## 问题
续写下文中关于圆仁一行与大使沿掘沟西行的记述,从最后一句之后接着往下写。

## 文本节选
########
大使所坐的船則漂流到長江口南蘆葦原邊,登桅杆遠望,看見南方有三座山(疑爲狼山一帶三組山,當時在海上)。他們拖曳船只朔流而上,見到賣蘆葦的人,告訴他們這裡是海陵縣淮南鎮大江口。他們於是開船,經過淮南鎮、白湖口、白潮鎮,終於與圓仁一行會合。大使等人留宿在東梁豐村東十八裡的延海村國清寺(文革中被毀)。
一行人改乘舫船,沿掘溝(即運鹽河,西漢吳王劉濞開掘,西起揚州茱萸灣,東至如臯)西上,這條河寬二丈多,筆直無曲折。他們用兩頭水牛系上四十餘船,或編兩艘爲一船,或三艘爲一船,以纜繩聯接。這種水牛拖曳的方法,在如臯一直延續到清末。到郭補村夜泊時,見到當地風俗:爲防護官財,通宵打鼓。河邊開始有竹林,種有生粟、小豆角。到赤岸村後因爲嫌船慢,他們換成水手拉船,人疲勞了,只好又讓水牛上。衆人拉船很困難,系上牛卻跑的飛快,衆人都說:“一牛之力,即當百人矣“。
########
## 材料集

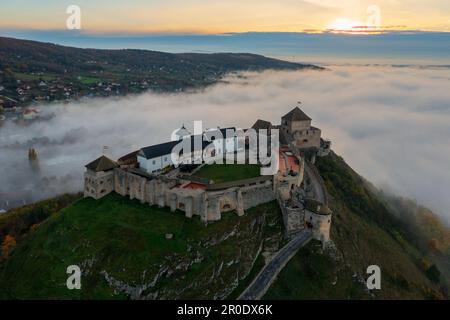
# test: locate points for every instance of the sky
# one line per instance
(391, 124)
(221, 16)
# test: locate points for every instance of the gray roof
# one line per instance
(102, 164)
(296, 115)
(164, 149)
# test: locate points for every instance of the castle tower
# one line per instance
(296, 128)
(99, 178)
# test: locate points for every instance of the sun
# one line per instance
(344, 25)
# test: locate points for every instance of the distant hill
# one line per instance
(122, 247)
(33, 71)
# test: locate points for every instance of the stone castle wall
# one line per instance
(165, 192)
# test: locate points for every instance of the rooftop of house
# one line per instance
(296, 115)
(102, 164)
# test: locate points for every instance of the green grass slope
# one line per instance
(122, 250)
(365, 233)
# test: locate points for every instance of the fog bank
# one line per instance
(390, 124)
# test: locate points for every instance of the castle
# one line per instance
(150, 176)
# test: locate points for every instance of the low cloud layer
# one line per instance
(392, 125)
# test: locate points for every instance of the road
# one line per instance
(320, 193)
(268, 274)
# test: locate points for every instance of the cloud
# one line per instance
(390, 124)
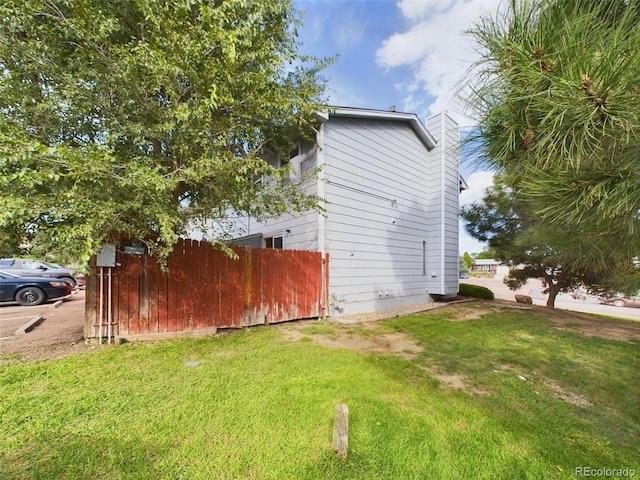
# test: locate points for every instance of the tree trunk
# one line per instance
(553, 293)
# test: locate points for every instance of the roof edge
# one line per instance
(418, 127)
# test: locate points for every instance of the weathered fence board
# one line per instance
(205, 289)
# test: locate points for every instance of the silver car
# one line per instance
(35, 268)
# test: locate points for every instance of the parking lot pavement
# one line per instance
(533, 288)
(15, 319)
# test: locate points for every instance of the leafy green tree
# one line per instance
(468, 260)
(145, 118)
(557, 101)
(516, 235)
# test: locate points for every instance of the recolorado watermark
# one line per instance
(605, 472)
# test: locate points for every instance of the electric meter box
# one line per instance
(107, 256)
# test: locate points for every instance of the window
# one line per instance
(274, 242)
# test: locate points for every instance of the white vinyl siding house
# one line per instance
(390, 227)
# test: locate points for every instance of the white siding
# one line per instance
(443, 214)
(376, 175)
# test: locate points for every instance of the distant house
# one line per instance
(391, 222)
(490, 266)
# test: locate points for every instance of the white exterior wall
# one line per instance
(376, 175)
(444, 191)
(390, 228)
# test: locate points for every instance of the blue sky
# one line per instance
(406, 53)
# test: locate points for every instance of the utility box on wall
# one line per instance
(107, 256)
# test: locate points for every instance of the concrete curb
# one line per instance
(30, 325)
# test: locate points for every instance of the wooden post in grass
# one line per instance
(340, 441)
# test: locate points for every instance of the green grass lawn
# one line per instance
(531, 400)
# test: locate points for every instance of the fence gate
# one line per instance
(204, 289)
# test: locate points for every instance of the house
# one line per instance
(391, 186)
(488, 265)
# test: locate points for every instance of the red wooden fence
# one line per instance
(204, 289)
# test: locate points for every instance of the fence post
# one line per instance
(340, 441)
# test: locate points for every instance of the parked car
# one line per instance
(35, 268)
(620, 300)
(31, 290)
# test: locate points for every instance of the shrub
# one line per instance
(476, 291)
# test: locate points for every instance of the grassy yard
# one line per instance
(472, 391)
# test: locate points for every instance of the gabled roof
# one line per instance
(411, 118)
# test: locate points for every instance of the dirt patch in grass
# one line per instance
(346, 337)
(567, 396)
(364, 338)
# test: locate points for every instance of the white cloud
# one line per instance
(478, 183)
(435, 48)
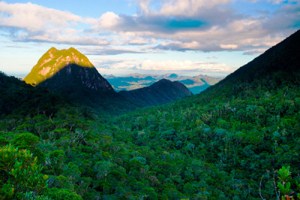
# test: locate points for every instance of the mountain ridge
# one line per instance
(53, 61)
(161, 92)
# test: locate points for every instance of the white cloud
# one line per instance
(127, 66)
(35, 18)
(109, 20)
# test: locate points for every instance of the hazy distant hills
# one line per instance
(161, 92)
(196, 84)
(69, 73)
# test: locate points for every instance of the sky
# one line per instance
(120, 37)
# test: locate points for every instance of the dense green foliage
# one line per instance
(200, 148)
(238, 140)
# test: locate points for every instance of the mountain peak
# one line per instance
(53, 61)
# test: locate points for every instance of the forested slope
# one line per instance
(238, 140)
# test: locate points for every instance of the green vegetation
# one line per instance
(53, 61)
(237, 140)
(199, 148)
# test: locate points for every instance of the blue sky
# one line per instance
(188, 37)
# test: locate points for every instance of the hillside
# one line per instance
(239, 139)
(21, 99)
(161, 92)
(53, 61)
(196, 84)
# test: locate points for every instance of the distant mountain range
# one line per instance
(69, 73)
(161, 92)
(196, 84)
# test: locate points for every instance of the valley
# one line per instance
(68, 134)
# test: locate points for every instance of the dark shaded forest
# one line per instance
(237, 140)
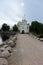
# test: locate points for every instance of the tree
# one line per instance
(15, 28)
(5, 27)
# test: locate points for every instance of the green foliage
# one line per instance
(15, 28)
(5, 27)
(5, 37)
(36, 27)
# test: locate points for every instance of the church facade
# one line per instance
(23, 26)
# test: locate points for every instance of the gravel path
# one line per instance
(28, 51)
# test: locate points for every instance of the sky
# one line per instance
(12, 11)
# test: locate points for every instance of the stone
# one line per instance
(3, 61)
(4, 53)
(41, 39)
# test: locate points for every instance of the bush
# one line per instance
(40, 36)
(5, 37)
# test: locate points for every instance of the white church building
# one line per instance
(23, 26)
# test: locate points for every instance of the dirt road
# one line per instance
(28, 51)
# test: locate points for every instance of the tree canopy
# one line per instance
(15, 28)
(5, 27)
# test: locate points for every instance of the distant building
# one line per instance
(23, 26)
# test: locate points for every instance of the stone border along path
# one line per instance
(28, 51)
(7, 49)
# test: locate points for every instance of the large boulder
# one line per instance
(3, 61)
(4, 53)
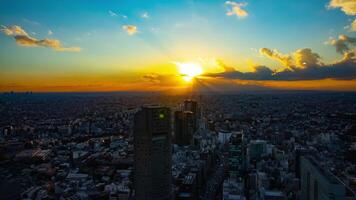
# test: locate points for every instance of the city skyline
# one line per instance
(165, 46)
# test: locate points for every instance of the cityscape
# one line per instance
(178, 100)
(109, 146)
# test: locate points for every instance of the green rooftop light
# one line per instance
(161, 115)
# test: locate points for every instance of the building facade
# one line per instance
(153, 154)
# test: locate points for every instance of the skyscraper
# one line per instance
(183, 127)
(192, 106)
(152, 148)
(236, 155)
(317, 183)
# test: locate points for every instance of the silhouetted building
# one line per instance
(236, 155)
(192, 106)
(152, 146)
(317, 183)
(183, 127)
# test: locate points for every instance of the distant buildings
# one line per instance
(152, 149)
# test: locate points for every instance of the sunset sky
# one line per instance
(148, 45)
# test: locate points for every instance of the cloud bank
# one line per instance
(348, 7)
(23, 39)
(303, 64)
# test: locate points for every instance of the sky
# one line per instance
(142, 45)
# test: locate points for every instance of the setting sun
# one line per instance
(189, 70)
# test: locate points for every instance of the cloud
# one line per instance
(225, 67)
(145, 15)
(343, 43)
(285, 60)
(303, 64)
(235, 8)
(112, 13)
(300, 58)
(353, 25)
(306, 57)
(347, 6)
(13, 30)
(116, 14)
(23, 39)
(130, 29)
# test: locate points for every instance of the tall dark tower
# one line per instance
(192, 106)
(152, 148)
(183, 127)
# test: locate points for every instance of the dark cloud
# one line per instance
(312, 69)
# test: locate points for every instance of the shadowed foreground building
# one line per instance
(183, 127)
(152, 146)
(318, 184)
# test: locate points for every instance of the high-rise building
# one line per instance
(192, 106)
(317, 183)
(183, 127)
(236, 155)
(153, 155)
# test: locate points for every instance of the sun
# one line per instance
(189, 70)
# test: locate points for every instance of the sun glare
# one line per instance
(189, 70)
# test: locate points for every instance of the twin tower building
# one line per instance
(153, 148)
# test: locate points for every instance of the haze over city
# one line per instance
(119, 45)
(178, 100)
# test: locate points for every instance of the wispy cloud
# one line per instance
(347, 6)
(145, 15)
(130, 29)
(235, 8)
(23, 39)
(112, 13)
(116, 14)
(353, 25)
########
## 本题答案
一路上北岸楊柳相連,行到茶店,北岸店家相連。再往前,兩岸富貴人家相連,幾乎沒有空隙,直到如鎮。經過延海鄉延海村後,只見鹽官船載鹽,或者三四船,或者四五船,“雙結續編”,數十裡絡繹不絕,相隨而行。白鵝白鴨到處都是,人與住宅相連。水道兩側有人成群放養水鳥,一群就有兩千多只,水灣處常有。竹林到處都是,長四丈爲上品。
一行人到達海陵縣,住在有九層土塔的西池寺,隨後前去供官員居住的宜陵館住下。經過仙宮觀、禅智橋,抵達揚州府,江中充滿大舫船、運蘆葦的舡船、小船,不可勝計。揚州城南北長十一裡,東西長七裡,周長四十裡。他們經過東郭水門,到城北江下船,住在官店。
此行一共渡海六天,沿運鹽河西行二十五天,抵達淮南節度使駐地揚州,最終會見了淮南節度副使、揚州刺史李德裕。從中可見中世江淮利亞的交通方便,秩序井然,富庶文明。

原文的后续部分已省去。